**Selected text:**
Post-Watergate campaign finance limits undercut by changes
Dan Eggen writes in The Washington Post:
The money poured into Richard M. Nixon’s reelection campaign from all corners: Six-figure checks flown by corporate jet from Texas; bundles of payments handed over at an Illinois game preserve; a battered brown attaché case stuffed with $200,000 in cash from a New Jersey investor hoping to fend off a fraud investigation.
During four pivotal weeks in spring 1972, the president brought in as much as $20 million — about $110 million in today’s dollars — much of it in the form of illegal corporate donations and all of it raised to avoid disclosure rules that went into effect that April.
“The decision was made that it was time to put the hay in,” John Dean, Nixon’s counsel at the time, recalled in an interview last week. “A lot of us believe Watergate might never have happened without all that money sloshing around.”
Four decades later, there’s little need for furtive fundraising or secret handoffs of cash. Many of the corporate executives convicted of campaign-finance crimes during Watergate could now simply write a check to their favorite super PAC or, if they want to keep it secret, to a compliant nonprofit group. Corporations can spend as much as they want to help their favored candidates, no longer prohibited by law from spending company cash on elections.
The political world has, in many respects, come full circle since a botched burglary funded by illicit campaign cash brought down an administration. The excesses of the Nixon era ushered in a series of wide-ranging restrictions on the use of money in campaigns, including limits on individual campaign contributions that remain in force today.

**Exercise prompt:**
Can you continue the article on post-Watergate campaign finance limits, picking up after its final sentence?

**Records shown:**
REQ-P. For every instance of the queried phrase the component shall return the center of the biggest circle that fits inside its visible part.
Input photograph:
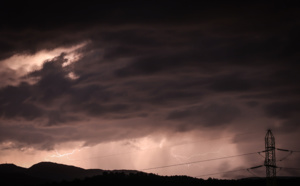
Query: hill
(53, 174)
(44, 172)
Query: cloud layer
(230, 68)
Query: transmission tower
(270, 159)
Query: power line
(219, 173)
(187, 163)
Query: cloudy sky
(136, 85)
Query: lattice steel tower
(270, 159)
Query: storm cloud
(141, 69)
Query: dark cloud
(207, 115)
(282, 110)
(150, 68)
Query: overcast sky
(135, 85)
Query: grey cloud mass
(147, 69)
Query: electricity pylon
(270, 159)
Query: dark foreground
(134, 179)
(154, 180)
(52, 174)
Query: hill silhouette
(53, 174)
(45, 172)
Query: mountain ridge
(47, 172)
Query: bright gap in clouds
(21, 64)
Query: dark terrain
(52, 174)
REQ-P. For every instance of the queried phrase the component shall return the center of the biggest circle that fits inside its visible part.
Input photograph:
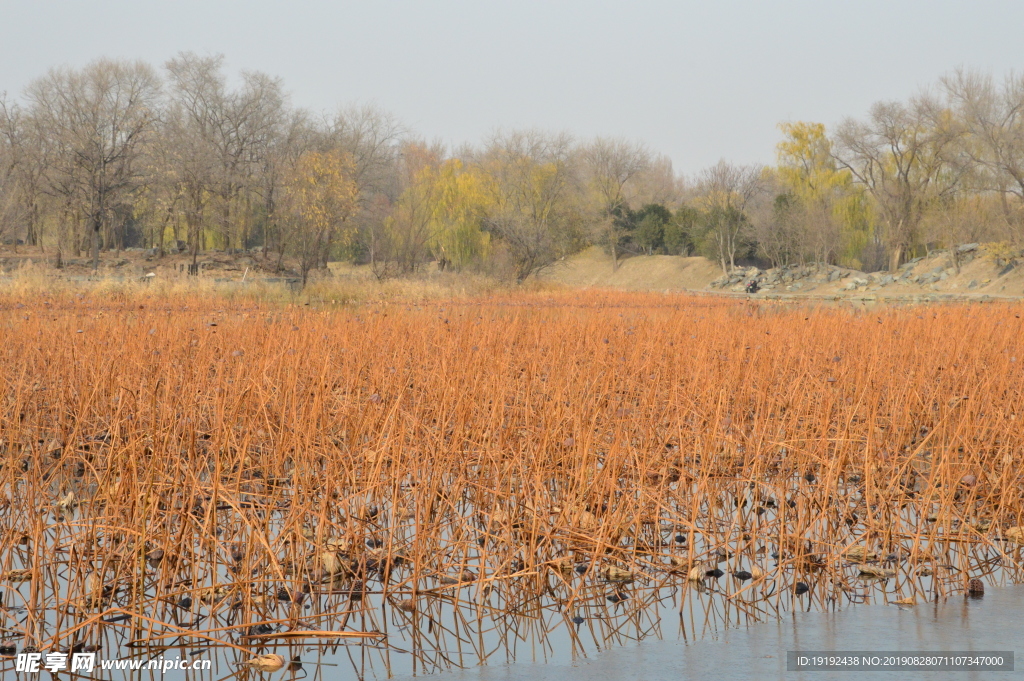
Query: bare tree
(726, 193)
(96, 120)
(902, 155)
(223, 137)
(612, 169)
(994, 141)
(531, 184)
(23, 167)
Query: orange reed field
(420, 478)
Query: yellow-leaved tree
(322, 196)
(835, 212)
(457, 212)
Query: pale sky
(697, 81)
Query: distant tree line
(120, 155)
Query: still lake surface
(990, 623)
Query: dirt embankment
(983, 271)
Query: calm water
(991, 623)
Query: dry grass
(457, 478)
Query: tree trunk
(895, 257)
(95, 243)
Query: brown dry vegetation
(475, 474)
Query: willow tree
(834, 214)
(903, 156)
(321, 196)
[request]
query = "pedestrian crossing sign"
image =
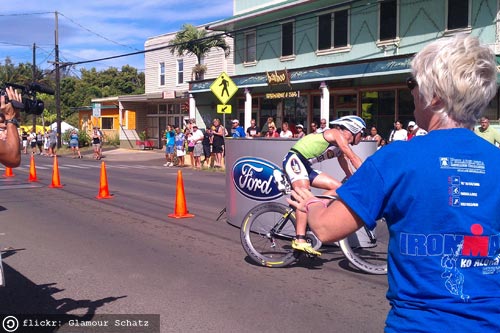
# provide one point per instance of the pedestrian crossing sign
(223, 108)
(224, 88)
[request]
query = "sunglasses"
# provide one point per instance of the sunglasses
(411, 83)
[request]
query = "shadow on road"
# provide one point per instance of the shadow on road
(21, 296)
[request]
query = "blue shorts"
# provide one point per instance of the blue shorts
(169, 149)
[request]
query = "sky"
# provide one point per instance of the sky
(94, 29)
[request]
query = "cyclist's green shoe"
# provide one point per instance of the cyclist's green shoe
(305, 247)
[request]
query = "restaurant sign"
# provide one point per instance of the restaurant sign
(276, 78)
(283, 94)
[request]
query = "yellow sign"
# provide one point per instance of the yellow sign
(223, 88)
(223, 108)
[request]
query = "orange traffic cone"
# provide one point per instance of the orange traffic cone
(180, 200)
(103, 185)
(8, 172)
(56, 181)
(32, 177)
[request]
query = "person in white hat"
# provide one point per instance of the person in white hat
(237, 131)
(414, 130)
(300, 131)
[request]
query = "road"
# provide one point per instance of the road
(66, 252)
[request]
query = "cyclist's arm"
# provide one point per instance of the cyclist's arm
(345, 165)
(331, 223)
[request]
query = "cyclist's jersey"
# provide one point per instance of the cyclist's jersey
(314, 148)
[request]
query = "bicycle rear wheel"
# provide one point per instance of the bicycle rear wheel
(367, 250)
(266, 235)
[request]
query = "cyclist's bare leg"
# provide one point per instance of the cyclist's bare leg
(323, 181)
(300, 217)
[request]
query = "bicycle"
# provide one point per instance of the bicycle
(268, 229)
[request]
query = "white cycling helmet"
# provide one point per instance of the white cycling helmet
(353, 124)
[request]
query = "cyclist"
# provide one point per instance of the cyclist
(317, 147)
(439, 195)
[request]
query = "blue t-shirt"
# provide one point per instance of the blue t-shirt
(179, 140)
(440, 196)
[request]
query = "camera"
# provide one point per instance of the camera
(30, 104)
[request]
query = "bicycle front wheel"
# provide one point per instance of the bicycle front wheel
(266, 235)
(367, 250)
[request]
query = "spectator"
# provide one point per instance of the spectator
(53, 143)
(439, 196)
(198, 146)
(415, 130)
(322, 126)
(190, 143)
(488, 133)
(39, 142)
(32, 141)
(373, 136)
(253, 130)
(398, 133)
(3, 127)
(96, 143)
(285, 131)
(382, 143)
(218, 142)
(24, 139)
(314, 127)
(300, 131)
(237, 131)
(265, 128)
(10, 154)
(207, 146)
(180, 150)
(169, 140)
(272, 132)
(73, 144)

**Output for this exercise:**
But the intervening decades have also brought changes that have undercut many of the political financing rules put in place in response to the Watergate scandal, including a Supreme Court case that freed corporations and unions to spend unlimited money on elections and a public-financing regime that has collapsed into irrelevance.
‘Money corrupts’
The result is a frenzied rush to raise money, with echoes of that spring 40 years ago: President Obama and Republican challenger Mitt Romney spend much of their time crisscrossing the country to collect as much cash as possible, while political groups run by their former aides solicit donations of seven — and eight — figures from sympathetic billionaires.
Last week, Las Vegas casino magnate Sheldon Adelson contributed $10 million to Restore Our Future, a super PAC dedicated to helping Romney win in November. Adelson, one of the richest men in the world, and his relatives have spent more than $35 million to help Republicans in the 2012 elections.
“I think we’re in the middle of a scandal that hasn’t quite gelled yet,” said Roger M. Witten, who worked in the Watergate special prosecutor’s office and now handles campaign-finance cases at WilmerHale in New York. “A tremendous amount of ground has been lost. We’ll have to relearn the lessons of Watergate — that money corrupts the system.”
Many conservatives and civil-liberties advocates take a different lesson, however, saying stricter rules would have done little to stop Nixon political operatives intent on breaking the law. Bradley J. Smith, a former Federal Election Commission chairman who is one of the leading voices for deregulating the campaign finance system, said many of the limits enacted after Watergate were ineffective and intruded on First Amendment rights.
“It’s not bad or good in and of itself to spend more money in politics,” Smith said. “We’ve got to shake off the bugaboo, the ghost of Watergate, that somehow justifies never-ending regulation of people’s free-speech rights.”
At the dawn of 1972, Nixon campaign aides, fueled by their boss’s legendary paranoia and scheming, set out to ensure his reelection by taking advantage of a window of opportunity — a loophole that let them raise unlimited, secret funds for about a month between the expiration of one election law and the enactment of a new one. The frenzy began March 10 and lasted until April 7, when legislation went into effect requiring disclosure of political donors.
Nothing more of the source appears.